*DATA EXTRACT*:
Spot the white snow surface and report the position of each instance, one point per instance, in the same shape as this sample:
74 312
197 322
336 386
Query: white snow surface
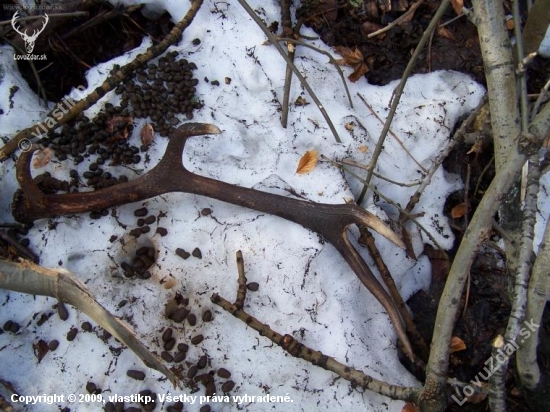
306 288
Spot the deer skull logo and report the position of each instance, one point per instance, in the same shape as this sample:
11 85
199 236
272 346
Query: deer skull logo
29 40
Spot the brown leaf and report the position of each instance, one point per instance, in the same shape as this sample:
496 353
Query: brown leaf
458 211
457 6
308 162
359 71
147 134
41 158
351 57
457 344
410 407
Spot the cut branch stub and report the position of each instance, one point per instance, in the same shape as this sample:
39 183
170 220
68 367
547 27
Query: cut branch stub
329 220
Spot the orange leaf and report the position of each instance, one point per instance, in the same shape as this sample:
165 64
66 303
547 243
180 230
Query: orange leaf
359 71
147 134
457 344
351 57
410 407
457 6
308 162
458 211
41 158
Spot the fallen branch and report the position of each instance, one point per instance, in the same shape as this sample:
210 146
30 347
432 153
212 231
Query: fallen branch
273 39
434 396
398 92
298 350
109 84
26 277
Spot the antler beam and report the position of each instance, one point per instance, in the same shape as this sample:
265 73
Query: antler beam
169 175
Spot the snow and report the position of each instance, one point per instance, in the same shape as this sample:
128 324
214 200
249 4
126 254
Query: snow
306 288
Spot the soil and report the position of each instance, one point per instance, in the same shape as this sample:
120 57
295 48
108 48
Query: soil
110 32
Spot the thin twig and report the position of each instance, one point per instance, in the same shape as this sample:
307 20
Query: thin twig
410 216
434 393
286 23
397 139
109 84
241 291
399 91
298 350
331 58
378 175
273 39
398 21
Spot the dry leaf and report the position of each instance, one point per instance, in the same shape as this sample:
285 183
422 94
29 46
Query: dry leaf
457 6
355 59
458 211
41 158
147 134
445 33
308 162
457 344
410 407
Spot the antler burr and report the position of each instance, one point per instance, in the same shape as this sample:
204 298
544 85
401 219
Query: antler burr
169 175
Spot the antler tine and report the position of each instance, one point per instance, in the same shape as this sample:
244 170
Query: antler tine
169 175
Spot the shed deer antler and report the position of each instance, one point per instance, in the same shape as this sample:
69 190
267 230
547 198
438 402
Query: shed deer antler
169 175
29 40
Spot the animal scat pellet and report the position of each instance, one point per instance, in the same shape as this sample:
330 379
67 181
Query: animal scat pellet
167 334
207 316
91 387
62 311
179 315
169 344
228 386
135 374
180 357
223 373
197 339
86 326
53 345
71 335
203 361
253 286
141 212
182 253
---
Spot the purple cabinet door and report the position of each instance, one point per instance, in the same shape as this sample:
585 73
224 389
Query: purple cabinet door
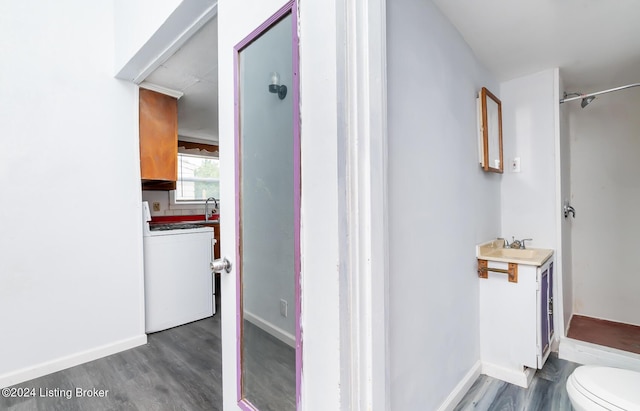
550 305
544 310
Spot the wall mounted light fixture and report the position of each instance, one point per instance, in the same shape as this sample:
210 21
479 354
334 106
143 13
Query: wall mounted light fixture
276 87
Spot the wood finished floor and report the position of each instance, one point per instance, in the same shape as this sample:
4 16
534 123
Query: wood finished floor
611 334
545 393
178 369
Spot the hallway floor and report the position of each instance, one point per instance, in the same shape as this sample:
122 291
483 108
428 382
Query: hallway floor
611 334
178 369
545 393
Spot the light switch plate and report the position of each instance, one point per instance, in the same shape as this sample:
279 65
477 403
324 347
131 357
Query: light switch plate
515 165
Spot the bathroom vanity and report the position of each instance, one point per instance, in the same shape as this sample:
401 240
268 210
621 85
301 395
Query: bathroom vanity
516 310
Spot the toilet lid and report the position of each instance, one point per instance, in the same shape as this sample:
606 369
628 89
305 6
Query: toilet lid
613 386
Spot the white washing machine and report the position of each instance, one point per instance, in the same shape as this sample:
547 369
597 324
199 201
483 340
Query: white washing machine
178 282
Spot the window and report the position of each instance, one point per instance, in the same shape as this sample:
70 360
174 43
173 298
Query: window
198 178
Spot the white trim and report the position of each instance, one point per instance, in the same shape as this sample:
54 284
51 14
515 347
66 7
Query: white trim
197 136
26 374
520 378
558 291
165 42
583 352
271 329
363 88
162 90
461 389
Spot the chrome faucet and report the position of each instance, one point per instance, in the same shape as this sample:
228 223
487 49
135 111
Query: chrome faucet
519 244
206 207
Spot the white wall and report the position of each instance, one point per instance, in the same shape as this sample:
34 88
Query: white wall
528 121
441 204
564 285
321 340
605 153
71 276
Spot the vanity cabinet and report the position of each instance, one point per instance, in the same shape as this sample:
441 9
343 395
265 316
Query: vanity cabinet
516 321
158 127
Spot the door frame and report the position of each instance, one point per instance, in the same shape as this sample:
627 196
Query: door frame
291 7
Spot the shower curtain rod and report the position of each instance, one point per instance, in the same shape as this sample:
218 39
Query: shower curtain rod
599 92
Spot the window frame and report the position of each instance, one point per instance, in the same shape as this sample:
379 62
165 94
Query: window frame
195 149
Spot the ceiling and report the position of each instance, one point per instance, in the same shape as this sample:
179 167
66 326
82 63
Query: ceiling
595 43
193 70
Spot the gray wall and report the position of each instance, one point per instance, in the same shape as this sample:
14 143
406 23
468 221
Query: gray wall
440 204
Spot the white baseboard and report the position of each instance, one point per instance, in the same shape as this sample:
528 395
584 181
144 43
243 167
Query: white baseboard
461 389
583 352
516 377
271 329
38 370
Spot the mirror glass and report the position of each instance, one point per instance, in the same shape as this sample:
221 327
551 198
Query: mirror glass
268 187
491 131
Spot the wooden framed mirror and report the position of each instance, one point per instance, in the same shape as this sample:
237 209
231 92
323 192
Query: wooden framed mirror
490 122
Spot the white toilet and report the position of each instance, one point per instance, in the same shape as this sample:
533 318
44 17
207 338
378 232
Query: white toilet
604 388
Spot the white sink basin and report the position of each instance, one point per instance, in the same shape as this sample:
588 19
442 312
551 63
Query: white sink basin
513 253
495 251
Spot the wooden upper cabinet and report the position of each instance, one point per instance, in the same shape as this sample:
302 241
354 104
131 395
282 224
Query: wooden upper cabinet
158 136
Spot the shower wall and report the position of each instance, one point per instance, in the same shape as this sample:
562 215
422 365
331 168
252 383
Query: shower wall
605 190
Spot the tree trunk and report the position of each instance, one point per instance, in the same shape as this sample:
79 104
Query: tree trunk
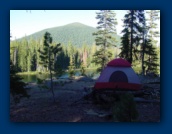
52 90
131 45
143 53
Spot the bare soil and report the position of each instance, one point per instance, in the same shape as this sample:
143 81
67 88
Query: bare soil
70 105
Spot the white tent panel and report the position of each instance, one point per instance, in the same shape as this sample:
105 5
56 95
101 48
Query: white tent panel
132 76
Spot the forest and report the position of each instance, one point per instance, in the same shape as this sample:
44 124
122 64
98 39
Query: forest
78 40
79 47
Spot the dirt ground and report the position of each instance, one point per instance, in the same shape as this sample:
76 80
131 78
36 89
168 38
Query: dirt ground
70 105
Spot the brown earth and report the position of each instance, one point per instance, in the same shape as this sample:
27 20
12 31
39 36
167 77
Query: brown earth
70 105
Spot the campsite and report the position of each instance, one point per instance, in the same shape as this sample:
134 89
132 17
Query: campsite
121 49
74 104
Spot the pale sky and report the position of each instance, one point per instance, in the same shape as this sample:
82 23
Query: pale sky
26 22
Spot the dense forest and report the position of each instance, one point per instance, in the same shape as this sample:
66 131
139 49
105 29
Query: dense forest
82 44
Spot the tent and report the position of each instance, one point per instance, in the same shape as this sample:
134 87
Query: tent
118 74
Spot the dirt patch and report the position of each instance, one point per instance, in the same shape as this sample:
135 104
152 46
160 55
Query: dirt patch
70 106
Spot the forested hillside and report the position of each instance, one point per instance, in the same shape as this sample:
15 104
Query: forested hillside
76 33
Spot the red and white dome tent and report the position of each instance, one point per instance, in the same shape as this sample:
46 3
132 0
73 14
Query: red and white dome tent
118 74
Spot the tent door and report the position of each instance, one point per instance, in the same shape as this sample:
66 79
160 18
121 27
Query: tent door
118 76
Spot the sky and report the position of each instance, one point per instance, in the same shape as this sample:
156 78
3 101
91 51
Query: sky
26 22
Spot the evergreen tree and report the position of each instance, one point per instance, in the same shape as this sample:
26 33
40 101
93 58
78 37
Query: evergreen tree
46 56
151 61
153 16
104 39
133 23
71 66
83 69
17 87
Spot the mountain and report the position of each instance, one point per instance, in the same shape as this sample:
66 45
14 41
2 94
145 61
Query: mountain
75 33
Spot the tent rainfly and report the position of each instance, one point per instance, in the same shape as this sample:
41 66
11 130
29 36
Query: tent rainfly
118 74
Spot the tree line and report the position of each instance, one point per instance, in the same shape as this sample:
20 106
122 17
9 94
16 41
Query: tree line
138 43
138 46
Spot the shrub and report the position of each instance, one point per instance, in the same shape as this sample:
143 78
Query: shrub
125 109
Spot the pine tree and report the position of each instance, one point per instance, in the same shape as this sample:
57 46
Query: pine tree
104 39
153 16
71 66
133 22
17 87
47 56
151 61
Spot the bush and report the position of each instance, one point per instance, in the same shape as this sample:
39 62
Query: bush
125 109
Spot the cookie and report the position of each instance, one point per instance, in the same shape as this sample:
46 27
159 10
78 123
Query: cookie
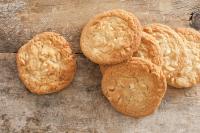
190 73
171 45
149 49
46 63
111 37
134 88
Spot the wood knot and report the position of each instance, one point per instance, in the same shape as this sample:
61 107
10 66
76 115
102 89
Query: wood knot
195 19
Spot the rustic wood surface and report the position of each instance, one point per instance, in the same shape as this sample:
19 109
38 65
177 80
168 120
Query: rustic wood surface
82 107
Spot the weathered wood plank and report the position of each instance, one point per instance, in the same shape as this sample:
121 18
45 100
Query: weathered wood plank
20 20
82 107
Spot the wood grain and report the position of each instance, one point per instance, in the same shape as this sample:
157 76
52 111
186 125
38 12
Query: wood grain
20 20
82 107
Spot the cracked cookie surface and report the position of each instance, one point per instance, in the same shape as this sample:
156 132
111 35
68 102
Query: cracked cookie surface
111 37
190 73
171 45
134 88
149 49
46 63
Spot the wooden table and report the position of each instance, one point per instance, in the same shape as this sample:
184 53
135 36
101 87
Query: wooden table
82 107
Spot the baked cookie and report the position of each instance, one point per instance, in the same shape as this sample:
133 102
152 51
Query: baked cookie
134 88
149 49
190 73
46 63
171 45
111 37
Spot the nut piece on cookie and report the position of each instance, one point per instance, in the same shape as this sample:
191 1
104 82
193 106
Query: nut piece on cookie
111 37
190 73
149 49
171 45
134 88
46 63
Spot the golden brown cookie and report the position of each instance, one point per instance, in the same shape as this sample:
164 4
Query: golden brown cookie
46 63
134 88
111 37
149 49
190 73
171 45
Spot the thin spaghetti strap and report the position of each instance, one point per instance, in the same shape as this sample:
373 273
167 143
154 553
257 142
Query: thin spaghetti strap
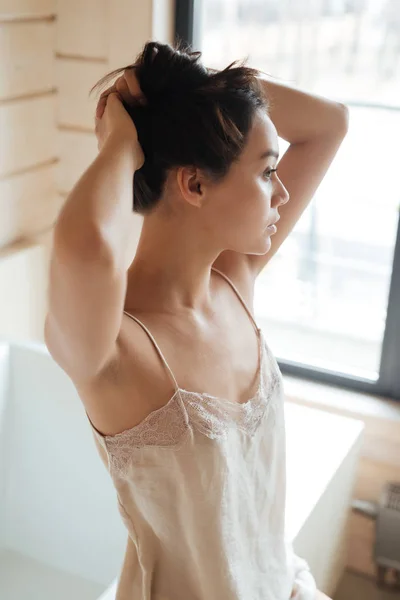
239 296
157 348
* * *
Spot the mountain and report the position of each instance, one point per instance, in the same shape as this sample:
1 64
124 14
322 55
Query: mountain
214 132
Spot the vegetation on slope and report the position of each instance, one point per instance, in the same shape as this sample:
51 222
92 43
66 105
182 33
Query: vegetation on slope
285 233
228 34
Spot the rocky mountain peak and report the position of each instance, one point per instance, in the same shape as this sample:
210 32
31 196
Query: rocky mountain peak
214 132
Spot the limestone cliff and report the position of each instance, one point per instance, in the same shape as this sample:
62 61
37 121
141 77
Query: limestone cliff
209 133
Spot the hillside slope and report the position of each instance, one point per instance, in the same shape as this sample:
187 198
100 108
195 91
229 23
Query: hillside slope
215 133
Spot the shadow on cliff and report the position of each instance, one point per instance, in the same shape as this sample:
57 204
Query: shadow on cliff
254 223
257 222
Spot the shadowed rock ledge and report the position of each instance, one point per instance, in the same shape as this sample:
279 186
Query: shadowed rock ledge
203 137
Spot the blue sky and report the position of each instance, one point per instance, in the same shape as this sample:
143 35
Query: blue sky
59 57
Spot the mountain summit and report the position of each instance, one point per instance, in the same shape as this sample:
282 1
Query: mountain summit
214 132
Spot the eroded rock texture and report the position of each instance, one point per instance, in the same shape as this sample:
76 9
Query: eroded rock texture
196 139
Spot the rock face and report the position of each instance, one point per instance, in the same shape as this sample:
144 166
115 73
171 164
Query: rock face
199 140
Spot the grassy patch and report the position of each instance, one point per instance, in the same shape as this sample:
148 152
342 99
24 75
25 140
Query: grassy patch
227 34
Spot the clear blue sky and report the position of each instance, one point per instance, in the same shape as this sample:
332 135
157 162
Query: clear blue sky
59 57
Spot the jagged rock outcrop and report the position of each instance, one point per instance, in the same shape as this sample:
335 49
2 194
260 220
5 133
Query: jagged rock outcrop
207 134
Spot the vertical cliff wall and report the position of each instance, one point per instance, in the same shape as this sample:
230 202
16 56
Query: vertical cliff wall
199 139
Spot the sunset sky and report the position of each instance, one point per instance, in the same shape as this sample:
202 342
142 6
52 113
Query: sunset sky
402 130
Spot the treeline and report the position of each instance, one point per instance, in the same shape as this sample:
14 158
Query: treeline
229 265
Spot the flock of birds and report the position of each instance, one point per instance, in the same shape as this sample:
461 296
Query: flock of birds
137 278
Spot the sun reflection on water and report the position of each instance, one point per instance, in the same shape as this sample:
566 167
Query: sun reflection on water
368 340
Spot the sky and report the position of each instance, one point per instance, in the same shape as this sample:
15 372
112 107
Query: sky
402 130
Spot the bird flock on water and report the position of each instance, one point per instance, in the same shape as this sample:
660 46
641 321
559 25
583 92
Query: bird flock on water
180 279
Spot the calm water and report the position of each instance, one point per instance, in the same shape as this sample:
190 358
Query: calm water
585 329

*WORK INSTRUCTIONS*:
The reply should hold exactly the lines above, starting at the line with "Spot the white snow" and ending at the line with "Spot the antler burr", and no pictures.

*SOLUTION TO THE PROBLEM*:
Spot the white snow surface and report the position of each instance, one point per instance, in the same shape as this sample:
74 312
197 322
336 386
Query: white snow surface
306 288
Spot the deer skull logo and report the position of each instance, one point per instance, in the same shape as this sample:
11 85
199 236
272 346
Query: deer skull logo
29 40
Spot the brown leaf and report the position of each instance, one point per instance, in the same shape as this sample:
496 353
Query: brown leaf
458 211
457 6
308 162
359 71
147 134
41 158
351 57
457 344
410 407
Spot the cut branch stub and report the position of each instance, one point per instance, in the same shape as this sample:
39 183
170 220
68 367
547 27
Query: cut branch stub
329 220
Spot the orange leaf and report the position of each instance, one point per instance, in the same shape as this sample:
165 64
66 303
547 243
180 230
Query: orange leaf
359 71
147 134
457 344
351 57
410 407
457 6
308 162
458 211
41 158
Spot the fallen branch and report the position of each instance, one point per instance, in the same shape as this sample:
210 146
30 347
432 153
212 231
Query: fallen branch
273 39
434 396
398 92
298 350
109 84
26 277
Spot the antler beam and report the position of each instance, one point per instance, in the same shape as this sample:
265 73
Query: antler beam
169 175
Spot the snow and report the position of each instance, one point per instance, in the same shape as this sample:
128 324
214 200
249 4
126 254
Query: snow
306 288
Spot the soil and report the position of each instance, one point per instance, in the same shape as this sample:
120 57
295 48
108 48
Query: soil
110 32
Spot the thin twig and report the position of each instance, one point per instance, in the same shape as this sample:
307 20
Query: thin twig
410 216
434 393
286 23
397 139
109 84
241 291
399 91
298 350
331 58
378 175
273 39
398 21
Spot the dry leaf and report the position of each instance, one point per instance, in the same shape as this sample:
285 183
422 94
29 46
Query: dry leaf
457 6
355 59
458 211
41 158
147 134
445 33
308 162
457 344
410 407
Spot the antler burr and report the position of each instance, one point per instance, in the same shape as this sample:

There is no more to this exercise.